= Data entries =
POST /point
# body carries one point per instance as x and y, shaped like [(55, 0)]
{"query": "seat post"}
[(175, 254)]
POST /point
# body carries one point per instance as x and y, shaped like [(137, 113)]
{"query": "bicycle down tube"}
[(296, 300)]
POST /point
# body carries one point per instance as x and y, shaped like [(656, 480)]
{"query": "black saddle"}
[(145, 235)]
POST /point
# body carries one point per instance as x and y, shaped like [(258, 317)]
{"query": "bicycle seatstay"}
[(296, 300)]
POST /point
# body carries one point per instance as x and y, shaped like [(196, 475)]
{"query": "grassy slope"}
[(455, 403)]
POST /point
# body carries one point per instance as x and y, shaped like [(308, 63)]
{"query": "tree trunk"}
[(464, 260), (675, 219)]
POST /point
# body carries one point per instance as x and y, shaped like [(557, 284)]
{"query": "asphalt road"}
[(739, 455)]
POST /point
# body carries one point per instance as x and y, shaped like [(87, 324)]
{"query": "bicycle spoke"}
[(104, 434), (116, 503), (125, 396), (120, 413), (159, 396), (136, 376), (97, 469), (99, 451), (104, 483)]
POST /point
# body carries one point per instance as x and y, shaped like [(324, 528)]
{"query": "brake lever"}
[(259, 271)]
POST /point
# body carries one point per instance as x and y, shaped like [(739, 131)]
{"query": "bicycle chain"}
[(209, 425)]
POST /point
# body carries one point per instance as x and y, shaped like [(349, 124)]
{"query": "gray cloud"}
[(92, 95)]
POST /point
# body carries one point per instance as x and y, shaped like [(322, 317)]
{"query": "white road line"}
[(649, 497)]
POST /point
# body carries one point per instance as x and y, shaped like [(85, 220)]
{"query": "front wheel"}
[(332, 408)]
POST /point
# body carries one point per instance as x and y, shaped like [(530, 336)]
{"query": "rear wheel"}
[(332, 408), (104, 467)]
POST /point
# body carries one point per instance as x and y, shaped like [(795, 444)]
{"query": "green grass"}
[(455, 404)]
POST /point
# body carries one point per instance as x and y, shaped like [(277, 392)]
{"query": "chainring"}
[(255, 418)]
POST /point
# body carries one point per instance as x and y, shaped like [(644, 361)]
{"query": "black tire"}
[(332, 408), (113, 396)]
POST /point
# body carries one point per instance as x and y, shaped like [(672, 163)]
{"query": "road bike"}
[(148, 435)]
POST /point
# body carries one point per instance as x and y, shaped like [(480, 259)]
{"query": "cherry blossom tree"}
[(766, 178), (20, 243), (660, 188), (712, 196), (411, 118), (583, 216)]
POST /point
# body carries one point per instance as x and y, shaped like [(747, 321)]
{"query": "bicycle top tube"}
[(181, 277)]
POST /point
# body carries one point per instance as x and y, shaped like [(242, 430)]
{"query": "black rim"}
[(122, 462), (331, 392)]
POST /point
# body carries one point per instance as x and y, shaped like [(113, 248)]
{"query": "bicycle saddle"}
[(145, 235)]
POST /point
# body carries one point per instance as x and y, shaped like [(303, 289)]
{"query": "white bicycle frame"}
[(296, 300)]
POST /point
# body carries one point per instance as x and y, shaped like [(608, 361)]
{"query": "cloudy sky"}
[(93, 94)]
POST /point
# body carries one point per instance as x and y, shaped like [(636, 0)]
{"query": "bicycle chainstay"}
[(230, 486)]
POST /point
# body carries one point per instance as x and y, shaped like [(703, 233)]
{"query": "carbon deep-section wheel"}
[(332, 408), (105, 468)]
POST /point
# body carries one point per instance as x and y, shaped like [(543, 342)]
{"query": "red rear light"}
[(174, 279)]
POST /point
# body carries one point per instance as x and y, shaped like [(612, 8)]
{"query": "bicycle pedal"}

...

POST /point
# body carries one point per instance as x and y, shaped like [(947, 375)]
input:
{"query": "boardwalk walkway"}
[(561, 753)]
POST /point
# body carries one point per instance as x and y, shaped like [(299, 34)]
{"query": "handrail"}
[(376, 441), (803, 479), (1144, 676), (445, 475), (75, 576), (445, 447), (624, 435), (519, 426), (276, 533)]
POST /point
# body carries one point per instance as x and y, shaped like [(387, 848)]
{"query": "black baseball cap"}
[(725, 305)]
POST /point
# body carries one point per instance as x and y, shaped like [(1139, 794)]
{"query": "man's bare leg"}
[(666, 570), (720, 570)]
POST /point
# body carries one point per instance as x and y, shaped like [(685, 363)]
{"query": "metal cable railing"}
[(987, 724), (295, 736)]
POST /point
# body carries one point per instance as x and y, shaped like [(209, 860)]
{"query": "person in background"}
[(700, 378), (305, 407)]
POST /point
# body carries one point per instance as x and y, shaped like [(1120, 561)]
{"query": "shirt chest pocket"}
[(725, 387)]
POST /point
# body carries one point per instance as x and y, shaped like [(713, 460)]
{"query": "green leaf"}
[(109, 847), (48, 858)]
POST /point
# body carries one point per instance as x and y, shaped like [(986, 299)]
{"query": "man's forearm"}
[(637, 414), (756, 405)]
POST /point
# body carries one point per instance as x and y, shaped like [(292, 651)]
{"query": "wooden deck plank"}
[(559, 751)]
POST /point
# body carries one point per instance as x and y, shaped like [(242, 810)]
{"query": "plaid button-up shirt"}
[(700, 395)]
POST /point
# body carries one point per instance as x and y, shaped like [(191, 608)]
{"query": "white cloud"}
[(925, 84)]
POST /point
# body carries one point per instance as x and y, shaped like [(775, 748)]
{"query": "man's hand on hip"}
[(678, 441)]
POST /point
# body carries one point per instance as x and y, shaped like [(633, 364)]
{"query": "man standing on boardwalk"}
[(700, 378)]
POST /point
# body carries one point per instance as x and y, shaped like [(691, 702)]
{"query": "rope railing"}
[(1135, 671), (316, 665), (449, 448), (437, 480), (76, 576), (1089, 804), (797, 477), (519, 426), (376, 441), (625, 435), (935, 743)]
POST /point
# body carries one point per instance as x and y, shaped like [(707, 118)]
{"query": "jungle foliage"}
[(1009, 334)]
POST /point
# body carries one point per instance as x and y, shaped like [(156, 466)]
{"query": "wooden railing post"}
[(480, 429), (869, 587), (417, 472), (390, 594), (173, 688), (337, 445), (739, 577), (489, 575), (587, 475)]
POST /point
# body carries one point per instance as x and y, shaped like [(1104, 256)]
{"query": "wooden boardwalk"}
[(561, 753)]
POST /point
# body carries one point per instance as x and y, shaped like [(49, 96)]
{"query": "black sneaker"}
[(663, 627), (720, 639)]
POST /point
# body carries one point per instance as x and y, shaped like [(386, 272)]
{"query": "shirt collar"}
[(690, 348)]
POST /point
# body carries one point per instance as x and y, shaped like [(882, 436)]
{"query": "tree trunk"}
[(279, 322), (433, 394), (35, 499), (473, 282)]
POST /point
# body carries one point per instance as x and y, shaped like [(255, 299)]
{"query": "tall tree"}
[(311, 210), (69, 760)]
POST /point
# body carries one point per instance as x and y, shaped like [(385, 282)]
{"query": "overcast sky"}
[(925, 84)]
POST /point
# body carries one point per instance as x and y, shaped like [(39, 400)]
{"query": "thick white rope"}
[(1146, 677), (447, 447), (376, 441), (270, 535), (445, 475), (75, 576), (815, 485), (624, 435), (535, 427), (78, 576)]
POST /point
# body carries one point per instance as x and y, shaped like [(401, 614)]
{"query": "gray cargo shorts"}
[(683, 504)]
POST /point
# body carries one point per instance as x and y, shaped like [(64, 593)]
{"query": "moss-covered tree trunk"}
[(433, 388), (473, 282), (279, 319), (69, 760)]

==

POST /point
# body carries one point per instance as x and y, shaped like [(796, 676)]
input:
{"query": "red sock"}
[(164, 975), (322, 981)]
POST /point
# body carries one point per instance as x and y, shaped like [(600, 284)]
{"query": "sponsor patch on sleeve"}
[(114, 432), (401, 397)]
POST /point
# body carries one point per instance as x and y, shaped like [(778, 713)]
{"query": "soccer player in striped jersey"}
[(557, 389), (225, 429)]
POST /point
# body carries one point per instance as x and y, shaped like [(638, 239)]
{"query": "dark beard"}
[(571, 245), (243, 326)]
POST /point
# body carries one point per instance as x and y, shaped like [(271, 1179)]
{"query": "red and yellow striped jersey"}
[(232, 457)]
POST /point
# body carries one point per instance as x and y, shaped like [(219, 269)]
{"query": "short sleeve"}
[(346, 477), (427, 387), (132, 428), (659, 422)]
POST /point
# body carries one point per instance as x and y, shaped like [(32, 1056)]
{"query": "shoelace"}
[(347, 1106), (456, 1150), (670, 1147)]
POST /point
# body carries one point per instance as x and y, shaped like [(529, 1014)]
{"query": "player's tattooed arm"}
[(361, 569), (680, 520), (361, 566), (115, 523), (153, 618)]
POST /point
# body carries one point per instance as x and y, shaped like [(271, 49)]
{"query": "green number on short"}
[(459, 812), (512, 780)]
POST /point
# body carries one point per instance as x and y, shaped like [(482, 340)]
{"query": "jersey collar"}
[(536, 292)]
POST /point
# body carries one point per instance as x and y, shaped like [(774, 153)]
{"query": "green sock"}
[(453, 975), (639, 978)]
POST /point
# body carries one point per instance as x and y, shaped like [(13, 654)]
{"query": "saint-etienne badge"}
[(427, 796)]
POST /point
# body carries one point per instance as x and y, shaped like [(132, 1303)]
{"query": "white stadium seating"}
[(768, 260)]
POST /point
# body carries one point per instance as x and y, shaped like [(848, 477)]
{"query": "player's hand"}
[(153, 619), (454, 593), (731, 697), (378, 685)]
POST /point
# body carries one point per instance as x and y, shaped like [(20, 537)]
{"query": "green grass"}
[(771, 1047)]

= Given task =
Collect every line of the material above that contains the string "road", and copy each one. Case counts.

= Full output =
{"query": "asphalt road"}
{"query": "white road line"}
{"query": "road bike"}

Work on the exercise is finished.